Records contained in a dataset

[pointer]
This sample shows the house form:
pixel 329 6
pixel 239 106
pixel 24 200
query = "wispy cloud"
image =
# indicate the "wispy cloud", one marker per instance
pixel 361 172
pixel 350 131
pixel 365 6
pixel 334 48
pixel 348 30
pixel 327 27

• **PROBLEM TO SOLVE**: The records above are to be duplicated in full and exactly.

• **EXPECTED ANSWER**:
[pointer]
This sample shows the house form:
pixel 329 6
pixel 239 106
pixel 24 200
query = "wispy cloud"
image =
# indicate the "wispy cloud", one marker per instance
pixel 361 172
pixel 350 131
pixel 365 6
pixel 334 48
pixel 348 30
pixel 327 27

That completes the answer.